- _Source text_
=======
Single by Hank Williams
- B-side: "Rootie Tootie"
- Released: January 1948
- Recorded: November 7, 1947
- Studio: Castle Studio, Nashville
- Genre: Hillbilly
- Length: 2:42
- Label: MGM
- Songwriter(s): Hank Williams
- Producer(s): Fred Rose

Hank Williams singles chronology
| "On the Banks of the Old Ponchartrain" (1947) | "My Sweet Love Ain't Around" (1948) | "Honky Tonkin'" (1948) |

= My Sweet Love Ain't Around =

"My Sweet Love Ain't Around" is a song written and performed by Hank Williams. It was his third single on MGM Records released in January 1948.
=======
- _Data extract_

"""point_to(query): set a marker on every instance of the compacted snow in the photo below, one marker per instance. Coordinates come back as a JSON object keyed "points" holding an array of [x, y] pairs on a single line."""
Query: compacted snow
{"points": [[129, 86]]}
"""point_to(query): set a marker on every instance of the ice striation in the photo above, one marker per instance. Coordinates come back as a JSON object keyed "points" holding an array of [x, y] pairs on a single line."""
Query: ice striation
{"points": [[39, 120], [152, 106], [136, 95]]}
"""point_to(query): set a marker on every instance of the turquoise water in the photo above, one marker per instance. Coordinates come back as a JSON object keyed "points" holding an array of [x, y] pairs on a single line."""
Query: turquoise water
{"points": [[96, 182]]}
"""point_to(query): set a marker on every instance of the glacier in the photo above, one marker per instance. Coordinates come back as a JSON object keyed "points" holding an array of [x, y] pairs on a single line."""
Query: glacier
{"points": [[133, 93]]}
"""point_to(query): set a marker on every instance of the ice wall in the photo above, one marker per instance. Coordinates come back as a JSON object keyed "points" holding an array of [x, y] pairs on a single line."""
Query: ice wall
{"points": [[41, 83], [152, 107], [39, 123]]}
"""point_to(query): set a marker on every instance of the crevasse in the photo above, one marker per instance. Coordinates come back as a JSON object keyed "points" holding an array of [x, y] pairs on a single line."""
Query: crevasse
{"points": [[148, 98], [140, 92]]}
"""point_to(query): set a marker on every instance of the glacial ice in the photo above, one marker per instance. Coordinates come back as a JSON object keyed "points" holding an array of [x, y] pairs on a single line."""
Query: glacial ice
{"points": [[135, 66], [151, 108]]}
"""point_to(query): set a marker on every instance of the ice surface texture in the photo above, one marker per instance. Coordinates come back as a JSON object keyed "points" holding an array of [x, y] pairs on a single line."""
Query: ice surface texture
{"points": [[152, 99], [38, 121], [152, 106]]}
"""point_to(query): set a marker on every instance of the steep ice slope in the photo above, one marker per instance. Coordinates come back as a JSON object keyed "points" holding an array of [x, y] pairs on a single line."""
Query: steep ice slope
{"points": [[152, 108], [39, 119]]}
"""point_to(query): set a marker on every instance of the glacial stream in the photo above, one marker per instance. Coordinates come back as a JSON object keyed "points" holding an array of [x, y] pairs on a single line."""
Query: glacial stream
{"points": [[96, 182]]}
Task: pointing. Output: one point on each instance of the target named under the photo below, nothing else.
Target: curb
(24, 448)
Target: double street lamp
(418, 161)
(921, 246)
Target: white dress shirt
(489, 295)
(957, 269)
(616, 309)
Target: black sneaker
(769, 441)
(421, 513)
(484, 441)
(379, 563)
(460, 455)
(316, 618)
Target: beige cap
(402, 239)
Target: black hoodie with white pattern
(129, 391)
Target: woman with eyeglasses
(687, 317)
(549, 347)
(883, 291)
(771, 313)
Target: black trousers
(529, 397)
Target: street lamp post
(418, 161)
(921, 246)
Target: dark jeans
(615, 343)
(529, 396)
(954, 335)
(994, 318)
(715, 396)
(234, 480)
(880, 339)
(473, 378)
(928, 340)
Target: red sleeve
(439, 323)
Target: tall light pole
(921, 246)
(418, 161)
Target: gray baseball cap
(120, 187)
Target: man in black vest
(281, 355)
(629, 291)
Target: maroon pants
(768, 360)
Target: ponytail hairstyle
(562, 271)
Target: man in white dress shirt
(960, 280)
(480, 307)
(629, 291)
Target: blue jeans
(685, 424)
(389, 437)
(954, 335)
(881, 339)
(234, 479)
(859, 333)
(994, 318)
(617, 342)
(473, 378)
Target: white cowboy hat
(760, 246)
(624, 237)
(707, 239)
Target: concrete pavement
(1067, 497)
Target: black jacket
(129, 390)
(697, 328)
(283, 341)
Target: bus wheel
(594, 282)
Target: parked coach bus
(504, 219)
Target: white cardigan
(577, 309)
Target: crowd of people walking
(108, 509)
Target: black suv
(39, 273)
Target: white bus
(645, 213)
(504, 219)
=======
- _Job 1_
According to the text on the Hank Williams single, what song was on its B-side?
- _Job 2_
Pick up the text about the Hank Williams single "My Sweet Love Ain't Around" from where it stops, and write what comes next.

- _Exercise response 1_
"Rootie Tootie"

- _Exercise response 2_
== Background ==
"My Sweet Love Ain't Around" was recorded at Castle Studio in Nashville with Fred Rose producing and backing from Jerry Byrd (steel guitar), Robert "Chubby" Wise (fiddle), Zeke Turner (lead guitar), probably Louis Innis (bass) and either Owen Bradley or Rose on piano. After the underwhelming performance of "On the Banks of the Old Ponchartrain," "My Sweet Love Ain't Around" returned to the harder sound that had made "Move It On Over" a #4 hit the year before. With Jerry Byrd's steel guitar mimicking a train whistle and William's lazy, blues-drenched vocal, the song may have been too raw for country audiences at the time, which may explain why the single failed to chart. In light of his later monumental chart success, many people forget that Williams had recorded seven singles by January 1948, of which six were flops. As biographer Colin Escott notes, "At this point, Hank was no more than a sidebar to Fred Rose's activities and was far from MGM's best-selling artist." By October 1947, MGM had snagged the enormously popular Bob Wills from Columbia and enjoyed its first big hit with "Life Gits Tee-Jus, Don't It" by singer Carson Robison. Williams' career would explode with the release of "Lovesick Blues" in January 1949.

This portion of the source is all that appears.